* **Goal**
Select each line below that contains the word "jacket", and copy all of them out.

Stored items
* * * *

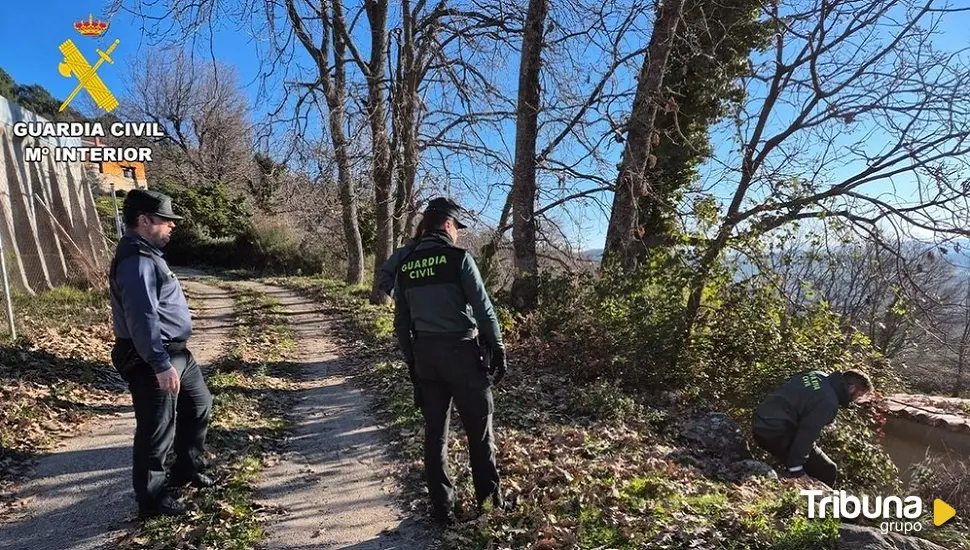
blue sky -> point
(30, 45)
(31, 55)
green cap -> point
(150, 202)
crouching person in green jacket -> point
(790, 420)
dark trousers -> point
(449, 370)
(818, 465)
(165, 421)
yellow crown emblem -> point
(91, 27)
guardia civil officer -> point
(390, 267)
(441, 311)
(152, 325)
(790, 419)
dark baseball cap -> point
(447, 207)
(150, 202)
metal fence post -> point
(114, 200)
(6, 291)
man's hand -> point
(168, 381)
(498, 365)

* * * *

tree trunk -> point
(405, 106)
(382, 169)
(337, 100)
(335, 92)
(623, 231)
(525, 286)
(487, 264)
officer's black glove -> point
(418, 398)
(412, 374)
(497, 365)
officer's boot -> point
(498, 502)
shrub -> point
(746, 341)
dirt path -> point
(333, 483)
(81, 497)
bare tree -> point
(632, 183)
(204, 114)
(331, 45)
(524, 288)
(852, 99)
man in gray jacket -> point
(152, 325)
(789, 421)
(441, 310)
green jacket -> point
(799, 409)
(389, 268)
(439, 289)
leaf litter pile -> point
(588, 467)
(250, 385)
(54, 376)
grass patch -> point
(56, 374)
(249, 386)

* * * *

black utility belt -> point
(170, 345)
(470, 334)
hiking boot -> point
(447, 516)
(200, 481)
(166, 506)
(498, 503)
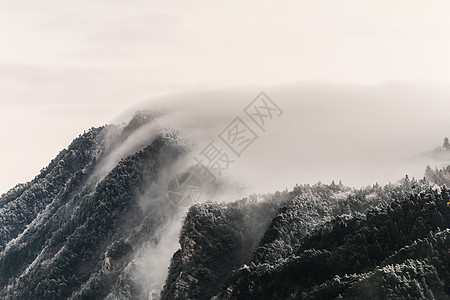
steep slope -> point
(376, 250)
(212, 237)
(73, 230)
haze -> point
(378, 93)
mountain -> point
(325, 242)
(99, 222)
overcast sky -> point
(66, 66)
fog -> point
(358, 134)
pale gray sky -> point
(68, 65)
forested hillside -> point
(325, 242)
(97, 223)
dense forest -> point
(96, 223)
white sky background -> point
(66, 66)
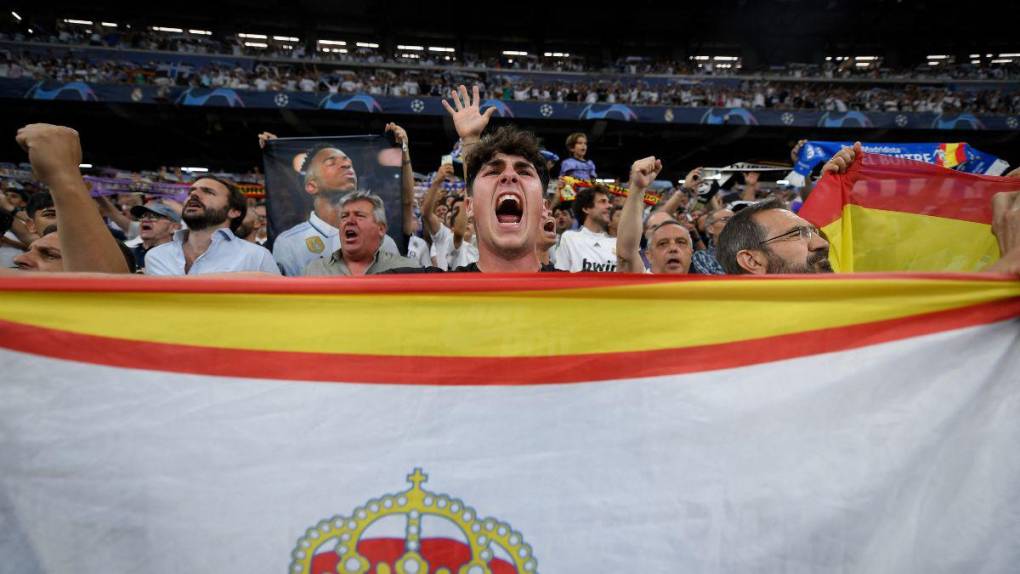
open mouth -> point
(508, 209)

* * * *

* **The solution**
crouching person in green jacket -> point
man in gray jacket -> point
green jacket -> point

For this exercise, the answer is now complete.